*Consignes:*
**A)** Dans le texte sur la rue, que fait le voisin du 9 assez tôt le matin ?
**B)** Écrivez la suite du texte sur la rue, à partir de sa dernière phrase.

Dans ma rue passent peu de voitures
Car ma rue n’est pas vraiment une rue mais pas tout à fait une impasse non plus
Elle se boucle sur elle-même, comme un rond point…
Notre maison est sur la courbe intérieure droite du rond point
Mon voisin du 9 promène ses deux chiens assez tôt le matin, car un jardin c’est bien pour les chiens, mais rien ne vaut la sortie dans la rue qui se souvient du passage des autres chiens et des chats …
Ma rue, dès le beau temps, les enfants en prennent possession ,ils jouent , font du skate et du vélo
Les deux belles ados du 5 et du 25 s’accompagnent et de raccompagnent chez l’une, chez l’autre, chez l’une…. en devisant interminablement…
Car notre rue s’est rajeunie : mon voisin d’en face défie les années qui passent en jouant de l’accordéon ; il nous invite souvent à passer un moment ; nos l’écoutons, nous discutons, avant de nous quitter nous buvons un petit banyuls, parfois un thé pour la galette des rois, conversations anodines mais pleines d’intérêt, riches de sagacité.
A côte de chez lui, son voisin immédiat, un peu plus jeune, cultive son jardin tout au long du jour ; à se pencher sur ses fleurs, il a fini par être tout cassé. Mais quand il relève la tête son sourire est chaleureux et amical.
Notre voisin de gauche aussi jardine au fil des saisons, on parle au- dessus de la haie, on partage les fruits de nos arbres…
Mais tous les trois sont les derniers des fondateurs du quartier : eux, ont fait construire leurs maisons, dans cet îlot alors nouvellement loti ; ils racontent qu’autour c’étaient des champs et des prairies que le printemps couvraient de fleurs, « l’avenue » proche n’était qu’un chemin empierré.
Les autres anciens sont tous « partis « decederunt » !!! Ils sont décédés, ou ils se sont retirés près de leurs enfants ou dans des maisons de retraite , certains viennent parfois visiter ceux qui sont restés…
Leur départ nous a privés de leur sourire courtois, mais on y a gagné l’arrivée de jeunes enfants, leurs rires, leurs cris et leurs chamailleries, leurs vélos et leurs ballons….

*Données fournies:*
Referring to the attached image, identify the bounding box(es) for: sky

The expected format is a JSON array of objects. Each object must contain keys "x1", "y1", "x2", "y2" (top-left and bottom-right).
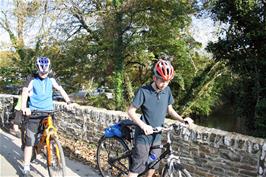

*Réponses attendues:*
**A)** Il promène ses deux chiens.

**B)**
Notre rue, les trois chats blancs la traversent furtivement
Le blanc et noir aime défier la chienne d’en face, il est le seul à la faire aboyer , un petit aboi sec et rageur….
Les jardins sont bordés de rosiers ou de cyprès, le chèvrefeuille et le jasmin escalade les lauriers de notre troisième voisin.
Dans notre rue, notre jardin se clôt d’une haute haie , et son portail rétrécit d’année en année , il nous faut lutter contre les cyprès dorés qui prospèrent…
Dans notre jardin, règnent les chats et les oiseaux, coexistence fragile mais assez réussie : ils se partagent les pots de fleurs riches en graines, et qu’on abrite parfois du gel par une toile… pour le plus grand bonheur du chat blanc qui s’ y blottit, casse nos plantes, et croît surprendre les oiseaux !
Ce gros matou grimpe à l’arbre avec l’aisance et l’élégance du félin, mais à notre connaissance n’a jamais réussi à se faire les mésanges, ni les rouges gorges, et les tourterelles donc !!!.
Dans notre rue parfois, aux alentours de la Saint Jean, on fait un repas de quartier, mais le printemps béarnais pluvieux ne nous a jamais permis de dresser sur la rue même la longue tablée du dîner, et notre voisin musicien a renoncé à l’animer de sa musique, inquiet de sa fatigue et de ne pas être à la hauteur….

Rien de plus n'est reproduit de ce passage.